[Location labeling records]

——

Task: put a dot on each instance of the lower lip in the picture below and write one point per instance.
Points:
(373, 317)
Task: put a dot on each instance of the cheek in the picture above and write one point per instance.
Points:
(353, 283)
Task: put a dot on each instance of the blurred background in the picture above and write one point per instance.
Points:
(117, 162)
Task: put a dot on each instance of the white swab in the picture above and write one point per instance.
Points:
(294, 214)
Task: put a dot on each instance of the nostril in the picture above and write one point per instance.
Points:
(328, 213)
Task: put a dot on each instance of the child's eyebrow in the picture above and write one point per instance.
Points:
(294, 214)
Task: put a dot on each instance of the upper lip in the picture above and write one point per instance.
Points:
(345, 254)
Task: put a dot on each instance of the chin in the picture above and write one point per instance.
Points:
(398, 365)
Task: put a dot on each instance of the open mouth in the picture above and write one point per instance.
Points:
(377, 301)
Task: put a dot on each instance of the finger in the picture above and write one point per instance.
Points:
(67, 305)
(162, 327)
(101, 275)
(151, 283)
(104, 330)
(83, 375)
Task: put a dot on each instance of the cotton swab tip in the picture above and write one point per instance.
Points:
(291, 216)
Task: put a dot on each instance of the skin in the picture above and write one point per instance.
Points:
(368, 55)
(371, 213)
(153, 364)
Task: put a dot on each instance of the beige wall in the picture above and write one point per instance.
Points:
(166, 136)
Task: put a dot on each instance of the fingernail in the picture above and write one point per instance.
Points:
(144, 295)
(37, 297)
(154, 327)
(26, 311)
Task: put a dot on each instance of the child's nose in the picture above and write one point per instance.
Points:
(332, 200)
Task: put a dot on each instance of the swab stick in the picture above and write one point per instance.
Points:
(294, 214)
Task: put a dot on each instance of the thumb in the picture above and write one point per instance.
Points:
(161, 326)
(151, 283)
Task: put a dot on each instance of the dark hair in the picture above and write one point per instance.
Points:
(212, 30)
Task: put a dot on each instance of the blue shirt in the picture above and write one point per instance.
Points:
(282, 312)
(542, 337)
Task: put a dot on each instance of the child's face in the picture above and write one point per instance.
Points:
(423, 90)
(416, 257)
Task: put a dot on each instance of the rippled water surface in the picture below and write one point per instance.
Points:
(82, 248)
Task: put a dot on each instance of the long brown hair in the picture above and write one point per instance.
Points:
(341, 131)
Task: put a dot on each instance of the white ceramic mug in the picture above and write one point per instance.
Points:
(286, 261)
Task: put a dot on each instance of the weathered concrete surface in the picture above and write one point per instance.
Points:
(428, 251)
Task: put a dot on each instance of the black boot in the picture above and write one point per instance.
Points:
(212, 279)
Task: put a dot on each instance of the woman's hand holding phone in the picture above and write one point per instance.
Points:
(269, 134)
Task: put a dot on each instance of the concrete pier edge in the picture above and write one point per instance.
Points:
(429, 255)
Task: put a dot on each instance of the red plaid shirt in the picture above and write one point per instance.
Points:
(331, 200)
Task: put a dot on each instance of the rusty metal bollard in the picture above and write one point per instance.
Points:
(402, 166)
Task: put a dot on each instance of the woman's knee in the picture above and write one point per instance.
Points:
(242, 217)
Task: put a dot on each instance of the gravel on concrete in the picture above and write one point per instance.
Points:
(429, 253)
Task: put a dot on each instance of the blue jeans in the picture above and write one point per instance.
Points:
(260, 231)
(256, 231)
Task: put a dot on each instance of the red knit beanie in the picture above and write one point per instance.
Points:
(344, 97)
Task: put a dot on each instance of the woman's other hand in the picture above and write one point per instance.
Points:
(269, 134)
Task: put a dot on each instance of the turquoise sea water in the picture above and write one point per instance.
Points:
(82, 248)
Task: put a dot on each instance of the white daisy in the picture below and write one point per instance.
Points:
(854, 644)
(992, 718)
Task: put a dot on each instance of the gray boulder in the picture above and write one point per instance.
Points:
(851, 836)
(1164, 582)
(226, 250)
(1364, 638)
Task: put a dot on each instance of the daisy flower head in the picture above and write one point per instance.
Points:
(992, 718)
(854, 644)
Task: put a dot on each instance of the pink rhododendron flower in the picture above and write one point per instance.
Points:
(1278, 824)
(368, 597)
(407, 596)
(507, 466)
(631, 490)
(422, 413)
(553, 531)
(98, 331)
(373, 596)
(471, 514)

——

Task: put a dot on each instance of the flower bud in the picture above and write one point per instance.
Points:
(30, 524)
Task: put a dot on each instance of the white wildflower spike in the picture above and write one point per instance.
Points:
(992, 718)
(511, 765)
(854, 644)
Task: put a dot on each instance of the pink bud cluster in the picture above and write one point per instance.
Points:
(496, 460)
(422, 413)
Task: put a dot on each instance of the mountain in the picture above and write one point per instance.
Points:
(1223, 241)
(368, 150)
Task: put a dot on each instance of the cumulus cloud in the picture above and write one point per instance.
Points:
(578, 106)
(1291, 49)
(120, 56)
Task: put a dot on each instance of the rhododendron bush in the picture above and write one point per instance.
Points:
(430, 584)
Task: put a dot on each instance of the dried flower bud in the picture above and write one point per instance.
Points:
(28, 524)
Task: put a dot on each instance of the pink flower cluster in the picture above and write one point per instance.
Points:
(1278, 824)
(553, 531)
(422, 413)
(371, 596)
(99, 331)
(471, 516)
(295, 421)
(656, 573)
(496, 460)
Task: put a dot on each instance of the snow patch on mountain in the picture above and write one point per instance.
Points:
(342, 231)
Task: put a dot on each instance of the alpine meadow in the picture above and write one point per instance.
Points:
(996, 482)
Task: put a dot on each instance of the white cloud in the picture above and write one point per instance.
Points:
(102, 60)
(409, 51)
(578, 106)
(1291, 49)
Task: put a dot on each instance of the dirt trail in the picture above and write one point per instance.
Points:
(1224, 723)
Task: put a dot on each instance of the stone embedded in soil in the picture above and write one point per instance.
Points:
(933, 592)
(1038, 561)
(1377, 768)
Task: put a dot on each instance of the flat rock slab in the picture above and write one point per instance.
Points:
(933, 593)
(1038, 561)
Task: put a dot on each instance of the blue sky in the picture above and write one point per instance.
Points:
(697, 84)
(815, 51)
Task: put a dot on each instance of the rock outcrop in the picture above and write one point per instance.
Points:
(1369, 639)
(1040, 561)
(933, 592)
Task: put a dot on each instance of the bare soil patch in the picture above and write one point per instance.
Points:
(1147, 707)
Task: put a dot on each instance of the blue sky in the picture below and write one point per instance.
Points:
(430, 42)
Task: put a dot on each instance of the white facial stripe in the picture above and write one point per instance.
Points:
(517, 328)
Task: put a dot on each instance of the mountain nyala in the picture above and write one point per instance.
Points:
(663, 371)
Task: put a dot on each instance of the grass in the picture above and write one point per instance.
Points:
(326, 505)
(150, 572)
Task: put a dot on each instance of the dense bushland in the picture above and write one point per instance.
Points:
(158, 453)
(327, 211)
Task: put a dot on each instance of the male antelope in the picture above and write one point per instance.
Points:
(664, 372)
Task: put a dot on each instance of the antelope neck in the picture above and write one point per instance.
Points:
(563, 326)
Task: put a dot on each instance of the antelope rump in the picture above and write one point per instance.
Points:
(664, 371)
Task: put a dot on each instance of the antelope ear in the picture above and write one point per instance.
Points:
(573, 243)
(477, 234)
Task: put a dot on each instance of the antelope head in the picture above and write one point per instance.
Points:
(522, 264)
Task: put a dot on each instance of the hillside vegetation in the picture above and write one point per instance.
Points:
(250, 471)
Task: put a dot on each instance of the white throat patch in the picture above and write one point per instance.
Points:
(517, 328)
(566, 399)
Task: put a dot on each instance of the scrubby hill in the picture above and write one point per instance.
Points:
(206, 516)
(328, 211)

——

TASK STATEMENT = Pick out every line above that contains the word "mountain" and copy each one in full.

REPLY =
Task: put a dot on each instance of the mountain in the picture above and write one point per instance.
Task: put a dot on each instance of the snow patch on mountain in the picture above and write one point per instance.
Task: put a dot on each instance of the mountain nyala in the picture above and write one point per instance.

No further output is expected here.